[Exercise description]
Locate the line that contains "Greenhouse-scouting request: tag the man's ear" in the data that follows. Copy it and every subsequent line to the end, exactly, excluding pictures.

(Dataset entries)
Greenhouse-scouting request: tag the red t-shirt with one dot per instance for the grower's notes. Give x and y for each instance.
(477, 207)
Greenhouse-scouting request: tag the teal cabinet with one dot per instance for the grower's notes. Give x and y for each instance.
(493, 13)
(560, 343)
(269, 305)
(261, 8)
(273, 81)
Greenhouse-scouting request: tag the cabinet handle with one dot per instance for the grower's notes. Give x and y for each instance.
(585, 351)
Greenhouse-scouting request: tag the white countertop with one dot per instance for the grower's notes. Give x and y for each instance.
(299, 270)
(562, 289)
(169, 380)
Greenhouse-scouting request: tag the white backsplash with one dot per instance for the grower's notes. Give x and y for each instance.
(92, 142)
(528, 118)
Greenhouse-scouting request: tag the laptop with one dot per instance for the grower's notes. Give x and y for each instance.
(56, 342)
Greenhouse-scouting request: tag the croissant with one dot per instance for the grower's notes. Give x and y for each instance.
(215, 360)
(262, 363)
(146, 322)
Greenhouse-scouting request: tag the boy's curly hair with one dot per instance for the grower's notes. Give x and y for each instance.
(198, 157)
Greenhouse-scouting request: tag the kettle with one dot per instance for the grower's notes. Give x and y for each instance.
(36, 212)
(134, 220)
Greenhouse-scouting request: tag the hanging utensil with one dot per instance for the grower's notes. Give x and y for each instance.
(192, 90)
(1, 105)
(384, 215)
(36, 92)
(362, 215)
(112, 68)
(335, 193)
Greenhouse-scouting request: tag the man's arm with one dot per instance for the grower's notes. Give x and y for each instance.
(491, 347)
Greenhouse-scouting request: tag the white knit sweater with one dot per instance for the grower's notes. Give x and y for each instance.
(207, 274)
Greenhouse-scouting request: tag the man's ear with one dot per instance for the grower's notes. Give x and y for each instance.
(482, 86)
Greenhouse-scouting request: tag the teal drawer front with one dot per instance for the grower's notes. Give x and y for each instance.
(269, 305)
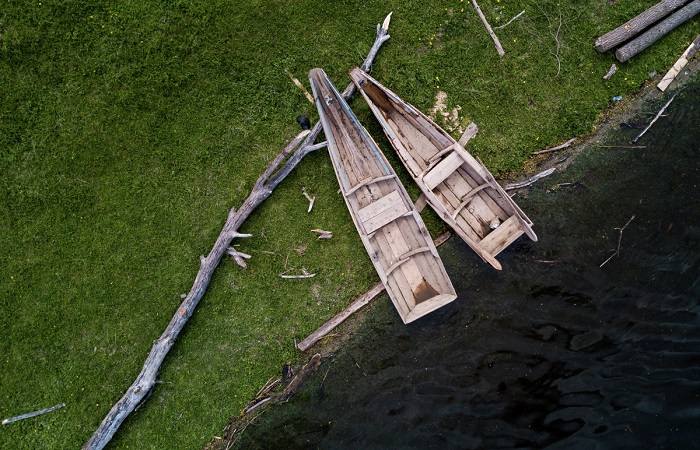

[Reply]
Greenhouse-scouting request: tag the man's ear with one dot per instance for the grower's notes. Give x and y for each instance.
(482, 86)
Greenhouse-scouting request: tag the teal drawer front with one dot per instance for the grower's notes. Give x and y for each instance.
(269, 305)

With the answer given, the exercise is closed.